*** Opening of INPUT FOR THIS TASK ***
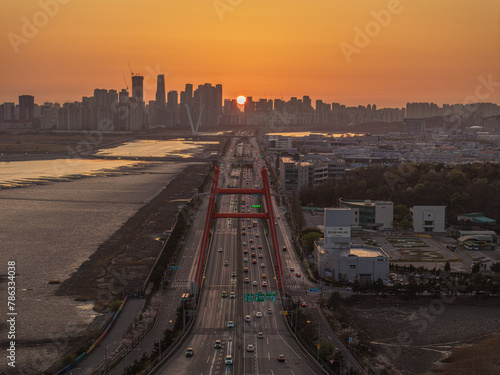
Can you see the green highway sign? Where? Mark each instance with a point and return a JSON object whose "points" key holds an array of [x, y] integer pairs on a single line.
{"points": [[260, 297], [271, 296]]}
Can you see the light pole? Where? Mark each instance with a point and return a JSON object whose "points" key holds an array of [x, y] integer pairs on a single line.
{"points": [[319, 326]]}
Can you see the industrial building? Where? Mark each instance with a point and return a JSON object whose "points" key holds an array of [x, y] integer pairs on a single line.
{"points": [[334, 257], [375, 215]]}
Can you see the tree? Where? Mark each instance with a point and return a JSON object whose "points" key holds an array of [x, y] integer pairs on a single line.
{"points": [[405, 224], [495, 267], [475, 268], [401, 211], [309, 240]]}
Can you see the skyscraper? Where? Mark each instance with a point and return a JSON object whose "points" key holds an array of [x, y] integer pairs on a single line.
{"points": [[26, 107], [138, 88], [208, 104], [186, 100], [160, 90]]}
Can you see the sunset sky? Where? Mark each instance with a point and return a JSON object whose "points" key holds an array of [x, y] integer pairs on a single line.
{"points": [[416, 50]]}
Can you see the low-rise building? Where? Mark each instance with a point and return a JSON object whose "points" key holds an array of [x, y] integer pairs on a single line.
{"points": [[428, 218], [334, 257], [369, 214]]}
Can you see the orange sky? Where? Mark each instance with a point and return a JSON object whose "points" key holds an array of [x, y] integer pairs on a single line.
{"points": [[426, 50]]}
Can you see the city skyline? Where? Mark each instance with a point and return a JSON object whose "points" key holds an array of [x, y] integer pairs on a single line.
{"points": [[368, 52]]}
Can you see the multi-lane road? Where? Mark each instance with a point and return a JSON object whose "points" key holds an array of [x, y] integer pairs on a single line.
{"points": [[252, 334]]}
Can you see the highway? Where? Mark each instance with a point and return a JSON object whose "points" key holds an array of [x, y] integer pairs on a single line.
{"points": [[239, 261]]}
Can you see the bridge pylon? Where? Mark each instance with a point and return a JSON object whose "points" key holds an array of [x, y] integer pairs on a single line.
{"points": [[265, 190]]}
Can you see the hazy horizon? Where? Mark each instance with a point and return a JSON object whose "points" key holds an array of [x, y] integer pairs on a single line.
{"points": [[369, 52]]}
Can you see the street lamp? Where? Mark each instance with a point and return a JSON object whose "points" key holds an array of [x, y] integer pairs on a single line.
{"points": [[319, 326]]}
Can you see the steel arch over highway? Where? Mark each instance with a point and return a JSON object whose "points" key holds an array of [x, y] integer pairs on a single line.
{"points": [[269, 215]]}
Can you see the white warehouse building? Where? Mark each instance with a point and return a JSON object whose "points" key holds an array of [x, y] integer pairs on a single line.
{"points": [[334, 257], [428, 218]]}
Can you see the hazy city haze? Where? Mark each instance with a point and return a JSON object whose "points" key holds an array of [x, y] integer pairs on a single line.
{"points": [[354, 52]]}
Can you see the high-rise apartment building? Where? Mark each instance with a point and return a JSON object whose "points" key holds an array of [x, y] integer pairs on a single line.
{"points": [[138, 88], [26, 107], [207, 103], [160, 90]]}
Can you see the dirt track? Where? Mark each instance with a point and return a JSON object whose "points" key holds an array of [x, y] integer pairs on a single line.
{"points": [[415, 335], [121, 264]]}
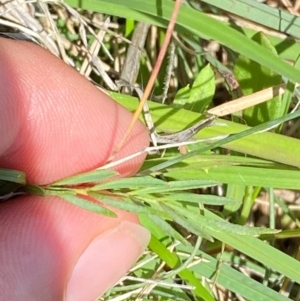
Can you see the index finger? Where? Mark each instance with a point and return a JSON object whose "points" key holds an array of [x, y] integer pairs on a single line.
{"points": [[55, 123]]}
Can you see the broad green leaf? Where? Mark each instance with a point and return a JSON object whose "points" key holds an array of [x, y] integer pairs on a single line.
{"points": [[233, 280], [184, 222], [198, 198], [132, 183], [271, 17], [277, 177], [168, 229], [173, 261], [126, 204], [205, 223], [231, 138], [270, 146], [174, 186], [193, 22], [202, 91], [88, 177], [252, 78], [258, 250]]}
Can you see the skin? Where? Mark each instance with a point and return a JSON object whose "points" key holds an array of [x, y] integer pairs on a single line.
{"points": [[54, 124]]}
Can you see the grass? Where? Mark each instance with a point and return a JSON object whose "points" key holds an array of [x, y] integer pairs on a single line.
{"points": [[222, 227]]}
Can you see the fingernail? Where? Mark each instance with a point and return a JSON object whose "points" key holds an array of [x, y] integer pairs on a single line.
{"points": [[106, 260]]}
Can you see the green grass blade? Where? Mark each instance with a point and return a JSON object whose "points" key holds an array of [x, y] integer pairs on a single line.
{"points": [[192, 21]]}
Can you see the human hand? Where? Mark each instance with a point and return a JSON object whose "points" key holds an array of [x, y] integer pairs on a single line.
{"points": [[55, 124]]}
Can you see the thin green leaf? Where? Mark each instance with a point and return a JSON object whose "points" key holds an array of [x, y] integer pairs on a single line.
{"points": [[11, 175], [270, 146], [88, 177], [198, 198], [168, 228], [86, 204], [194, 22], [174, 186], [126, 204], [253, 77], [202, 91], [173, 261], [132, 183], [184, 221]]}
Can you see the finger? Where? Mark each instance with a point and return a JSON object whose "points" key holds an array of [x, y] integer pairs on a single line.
*** Close of INPUT FOR THIS TASK ***
• [REQUIREMENT]
Your copy should match the records above word for word, but without images.

• [EXERCISE SOLUTION]
Can you see the green highway sign? Where? Mark each instance with a point and return a JSON object whose "points" key holds an array of [x, y] integer pairs on a single line.
{"points": [[260, 297], [271, 296]]}
Can you see the light pole? Where? Mark each instance with a point and return a JSON object whose "points" key holds an array of [x, y] integer pairs on a single line.
{"points": [[319, 326]]}
Can you see the industrial building? Where? Mark each instance with a point and return a JSON object whose "points" key holds an array of [x, y] integer pairs on a single line.
{"points": [[334, 257], [375, 215]]}
Can you see the tree? Where? Mark each instance with a point and return a JSON object whose "points" key holds an array of [x, y] integer pairs on a single line.
{"points": [[405, 224], [495, 267], [475, 268], [401, 211], [309, 240]]}
Can you see the skyscraper? Where? Mark each instance with a point and return a JSON object whose "points" key holds an array of [x, y] integer pairs on a single line.
{"points": [[26, 107], [138, 88], [208, 104], [186, 100], [160, 90]]}
Can you see the sunset sky? Where? Mark each instance with a point and return a JSON object whose "points" key holds an array of [x, y] integer pairs on a single line.
{"points": [[416, 50]]}
Can you see the low-rise building? Where? Mark each instance with a point and return a JSON object whose "points" key holds an array of [x, y] integer pairs on a single line.
{"points": [[428, 218], [334, 257], [369, 214]]}
Can you see the orange sky? Where? Mark each instance with a point and return a JSON object whose "points" key holds an array of [x, y] integer pairs on a single line.
{"points": [[426, 50]]}
Can you see the city skyline? Where? Mark each instance with a point and return a JSON object whose "points" key holds an array of [x, y] integer pairs on a single line.
{"points": [[368, 52]]}
Can you see the multi-lane road? Where? Mark each instance with a point and return a JSON object whose "points" key holds an array of [x, y] integer pairs on a single line.
{"points": [[252, 334]]}
Can you see the highway? Where? Mark each instance with a point and return a JSON object whose "points" key holds an array of [x, y] integer pairs on a single line.
{"points": [[239, 261]]}
Can you see the bridge pylon? Where? Mark each instance with a point and return a JSON object whose "points" key holds an array of [x, y] integer pairs on a single line.
{"points": [[265, 190]]}
Can you see the hazy horizon? Where? Mark each instance with a point and return a JSON object whose "points" key holds an array of [x, y] integer pairs on a single line.
{"points": [[369, 52]]}
Can you see the street lamp? Where? Mark each instance with a point and return a JSON object whose "points" key holds an array of [x, y] integer pairs on a single line.
{"points": [[319, 326]]}
Can you see the steel arch over highway? Where? Mark each instance with a point and return a JSON object whose "points" key holds an array of [x, y] integer pairs on a single line.
{"points": [[269, 215]]}
Can you see the white warehouse building? Where? Mark each instance with a point and return a JSON object whose "points" key holds an array of [x, y] integer pairs on a single line.
{"points": [[334, 257], [428, 218]]}
Can you see the hazy city haze? Where? Mark each instance with a point and return a JSON object whose "points" key holds an array of [x, y] integer pairs on a single line.
{"points": [[354, 52]]}
Can you see the high-rise apartment building? Where? Mark each instance with a point and return a JSON object whose "points" key holds an array of [x, y] integer pairs on a single line.
{"points": [[138, 88], [26, 107], [207, 103], [160, 90]]}
Can you see the dirt track? Where? Mark each instance with a point and return a JSON object whose "points" key holds an array of [x, y] integer pairs on a single line.
{"points": [[415, 335], [121, 264]]}
Can you see the index finger? Where? Mark each instance with a point and return a JSON object whose "points" key holds an array of [x, y] integer pairs on a single line.
{"points": [[55, 123]]}
Can you see the broad green leaf? Where? Mark each instance with a point and return a JSON object whose "points" key holds an array of [x, y] integer pairs on a single line.
{"points": [[233, 280], [184, 222], [198, 198], [132, 183], [271, 17], [277, 177], [168, 229], [173, 261], [126, 204], [205, 223], [231, 138], [270, 146], [174, 186], [193, 22], [202, 91], [88, 177], [252, 78], [258, 250]]}
Can you see the skin? Where? Mark each instance with a point and return a JSON object whose "points" key holds an array of [x, y] integer pairs on a single line.
{"points": [[54, 124]]}
Can you see the grass? Where? Mark each instance with a point and return a JSON object whose "points" key holds an array of [x, y] integer pairs on a single line.
{"points": [[222, 227]]}
Can you see the fingernail? Where? Mark each instance with a point and return a JSON object whose "points" key holds an array of [x, y] integer pairs on a single line.
{"points": [[106, 260]]}
Can you see the green grass blade? Where? Mark each instance with a point and return a JSON object whose "points" key holds an array of [x, y] integer pairs on a single line.
{"points": [[192, 21]]}
Can you see the human hand? Where? Mark each instance with a point and return a JSON object whose "points" key holds an array of [x, y] integer pairs on a single line.
{"points": [[55, 124]]}
Can you see the thin green leaf? Where? Mark each instance with a point and return a JSON object whose "points" key holds an array of [x, y] integer pairs on a single line.
{"points": [[11, 175], [270, 146], [88, 177], [198, 198], [168, 228], [86, 204], [194, 22], [174, 186], [126, 204], [253, 77], [202, 91], [173, 261], [132, 183], [184, 221]]}
Can you see the finger? Where? Mark each instance with a point and return a JSON object whose "points" key holds an array of [x, y] integer pairs on a single line.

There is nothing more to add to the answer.